Start of PROVIDED RECORDS
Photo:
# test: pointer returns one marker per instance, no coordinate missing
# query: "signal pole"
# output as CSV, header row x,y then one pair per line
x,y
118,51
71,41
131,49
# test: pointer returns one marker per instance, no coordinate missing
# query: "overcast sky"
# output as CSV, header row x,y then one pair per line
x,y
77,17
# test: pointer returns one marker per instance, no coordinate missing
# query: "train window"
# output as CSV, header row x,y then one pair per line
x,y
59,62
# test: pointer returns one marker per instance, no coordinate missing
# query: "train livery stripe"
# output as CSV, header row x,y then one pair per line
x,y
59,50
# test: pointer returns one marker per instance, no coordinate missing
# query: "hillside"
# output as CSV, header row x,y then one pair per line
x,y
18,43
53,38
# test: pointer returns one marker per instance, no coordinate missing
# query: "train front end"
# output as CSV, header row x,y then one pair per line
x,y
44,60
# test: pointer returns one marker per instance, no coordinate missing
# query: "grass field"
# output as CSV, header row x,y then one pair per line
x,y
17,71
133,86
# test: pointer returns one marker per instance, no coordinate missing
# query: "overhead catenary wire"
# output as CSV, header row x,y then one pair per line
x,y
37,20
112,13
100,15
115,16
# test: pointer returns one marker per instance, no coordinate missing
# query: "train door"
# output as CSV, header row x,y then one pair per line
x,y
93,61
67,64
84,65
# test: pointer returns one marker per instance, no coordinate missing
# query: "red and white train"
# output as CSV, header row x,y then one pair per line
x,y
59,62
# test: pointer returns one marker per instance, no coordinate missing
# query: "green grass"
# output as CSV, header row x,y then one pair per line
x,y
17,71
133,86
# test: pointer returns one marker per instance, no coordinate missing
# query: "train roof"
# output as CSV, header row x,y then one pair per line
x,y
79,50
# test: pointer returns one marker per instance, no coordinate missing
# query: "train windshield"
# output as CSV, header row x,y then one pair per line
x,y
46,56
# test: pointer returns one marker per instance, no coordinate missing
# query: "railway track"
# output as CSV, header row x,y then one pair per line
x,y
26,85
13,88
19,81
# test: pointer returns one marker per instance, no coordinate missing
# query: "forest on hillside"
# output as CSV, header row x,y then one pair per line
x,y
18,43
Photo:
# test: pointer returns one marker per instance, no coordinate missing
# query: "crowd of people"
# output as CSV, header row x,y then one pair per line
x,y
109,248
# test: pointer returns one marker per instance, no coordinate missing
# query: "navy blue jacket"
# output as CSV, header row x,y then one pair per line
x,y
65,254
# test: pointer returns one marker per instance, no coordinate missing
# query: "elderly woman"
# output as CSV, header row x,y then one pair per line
End of PROVIDED RECORDS
### TASK REQUIREMENTS
Retype every entry exactly.

### THE ANSWER
Photo:
# test: pointer returns one marker per instance, no coordinate missing
# query: "signal pole"
# output as CSV, header row x,y then one pair per line
x,y
118,51
71,41
131,49
# test: pointer returns one marker per instance, no coordinate missing
# query: "overcast sky"
# output as CSV, header row x,y then one pair per line
x,y
77,17
# test: pointer returns one marker per instance, no coordinate missing
# query: "train window"
# output as CSV, header row x,y then one pair per line
x,y
59,62
# test: pointer returns one marker per instance, no coordinate missing
# query: "train livery stripe"
# output as CSV, header row x,y then one pair per line
x,y
59,50
# test: pointer returns one marker per instance, no coordinate missing
# query: "hillside"
# output as CSV, header row x,y then one pair per line
x,y
18,43
53,38
# test: pointer returns one marker per instance, no coordinate missing
# query: "train front end"
# output as CSV, header row x,y then one pair per line
x,y
44,60
# test: pointer returns one marker per instance, no coordinate missing
# query: "grass field"
# output as CSV, header row x,y then one pair per line
x,y
17,71
133,86
# test: pointer returns one marker per instance, no coordinate missing
# query: "overhead catenary wire"
# output as CSV, header row x,y then one pair per line
x,y
37,20
112,13
100,15
115,16
# test: pointer returns one marker per instance, no coordinate missing
# query: "train door"
# output as CSV, header row x,y then one pair per line
x,y
93,61
67,64
84,65
# test: pointer returns one marker per instance, no coordinate missing
# query: "red and white train"
# output as CSV, header row x,y then one pair per line
x,y
59,62
# test: pointer returns one marker per instance, no coordinate missing
# query: "green grass"
# output as CSV, header row x,y then one pair per line
x,y
17,71
133,86
# test: pointer returns one marker per instance, no coordinate missing
# query: "train roof"
# output as CSV, header row x,y then one pair per line
x,y
79,50
# test: pointer returns one marker per instance, no coordinate missing
# query: "train windshield"
# output as CSV, header row x,y then one pair per line
x,y
46,56
# test: pointer returns one marker per instance, no coordinate missing
# query: "railway track"
# output as CSV, header row x,y then one pair per line
x,y
26,85
13,88
19,81
# test: pointer returns one marker per instance, no coordinate missing
# query: "forest on hillside"
# output as CSV, header row x,y then one pair per line
x,y
18,43
Photo:
# test: pointer returns one marker per instance, no coordinate missing
# query: "crowd of people"
# output as CSV, header row x,y then one pair per line
x,y
109,248
# test: pointer returns one marker per instance, no coordinate missing
# query: "navy blue jacket"
# output as CSV, header row x,y then one pair per line
x,y
65,254
# test: pointer returns one marker per instance, no coordinate missing
# query: "elderly woman"
# output as CSV, header row x,y then one pair per line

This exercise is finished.